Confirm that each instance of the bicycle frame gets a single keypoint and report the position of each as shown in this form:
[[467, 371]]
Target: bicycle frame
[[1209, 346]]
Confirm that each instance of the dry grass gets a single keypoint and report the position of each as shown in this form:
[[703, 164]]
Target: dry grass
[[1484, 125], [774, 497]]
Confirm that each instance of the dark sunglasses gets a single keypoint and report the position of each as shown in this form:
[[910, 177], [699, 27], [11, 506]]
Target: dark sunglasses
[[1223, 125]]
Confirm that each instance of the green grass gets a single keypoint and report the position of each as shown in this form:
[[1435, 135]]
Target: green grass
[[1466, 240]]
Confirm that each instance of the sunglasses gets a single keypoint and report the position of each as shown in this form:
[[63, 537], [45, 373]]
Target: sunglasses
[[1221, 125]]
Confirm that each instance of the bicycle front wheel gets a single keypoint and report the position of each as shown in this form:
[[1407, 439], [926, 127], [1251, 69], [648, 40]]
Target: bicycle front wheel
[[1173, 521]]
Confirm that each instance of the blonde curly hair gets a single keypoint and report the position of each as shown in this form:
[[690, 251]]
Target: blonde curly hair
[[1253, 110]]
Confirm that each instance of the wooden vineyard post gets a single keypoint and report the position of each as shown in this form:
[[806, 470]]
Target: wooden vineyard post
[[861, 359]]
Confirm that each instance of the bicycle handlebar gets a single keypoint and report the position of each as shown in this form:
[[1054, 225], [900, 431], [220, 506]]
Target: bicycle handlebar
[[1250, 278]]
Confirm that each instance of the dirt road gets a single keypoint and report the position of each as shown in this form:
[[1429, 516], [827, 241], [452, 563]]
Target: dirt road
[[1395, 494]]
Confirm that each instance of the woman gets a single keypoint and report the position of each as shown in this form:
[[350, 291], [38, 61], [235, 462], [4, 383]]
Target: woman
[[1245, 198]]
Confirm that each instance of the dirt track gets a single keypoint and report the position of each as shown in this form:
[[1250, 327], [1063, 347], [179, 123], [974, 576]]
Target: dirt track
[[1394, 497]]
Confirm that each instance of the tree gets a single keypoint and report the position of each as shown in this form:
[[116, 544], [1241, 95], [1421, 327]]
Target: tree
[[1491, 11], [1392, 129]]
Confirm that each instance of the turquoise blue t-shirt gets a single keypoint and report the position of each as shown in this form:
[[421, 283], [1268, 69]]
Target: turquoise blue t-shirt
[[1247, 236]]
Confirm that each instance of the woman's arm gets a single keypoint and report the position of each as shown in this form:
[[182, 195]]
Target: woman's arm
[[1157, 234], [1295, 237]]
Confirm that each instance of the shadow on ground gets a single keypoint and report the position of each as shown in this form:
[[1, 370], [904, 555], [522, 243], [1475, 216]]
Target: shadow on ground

◆ **Task**
In the listing above, find the line with "Confirm that each instance of the tree" and set down that line and all after it exactly, through the final line.

◆ **Solution to this task**
Confirm that each instance of the tree gets a single keypoint and report the position of each as shown in this form:
[[116, 544], [1241, 95], [1421, 327]]
Target: tree
[[1491, 11], [1392, 129]]
Confirm that each instance of the turquoise blue t-shirt gets a single keypoint and report the position of each as shown in this form:
[[421, 283], [1268, 69]]
Target: turquoise blue t-shirt
[[1247, 236]]
Confirm that each instance of the woman's arm gets a single keypoint and report the position of each as shown in this form:
[[182, 195]]
Target: woman's arm
[[1157, 234], [1295, 237]]
Confirm that each instance of the shadow on ground gets a single keypoint and report the position of each as shown in this form:
[[1, 370], [904, 555], [522, 243], [1475, 216]]
Target: shadow on ground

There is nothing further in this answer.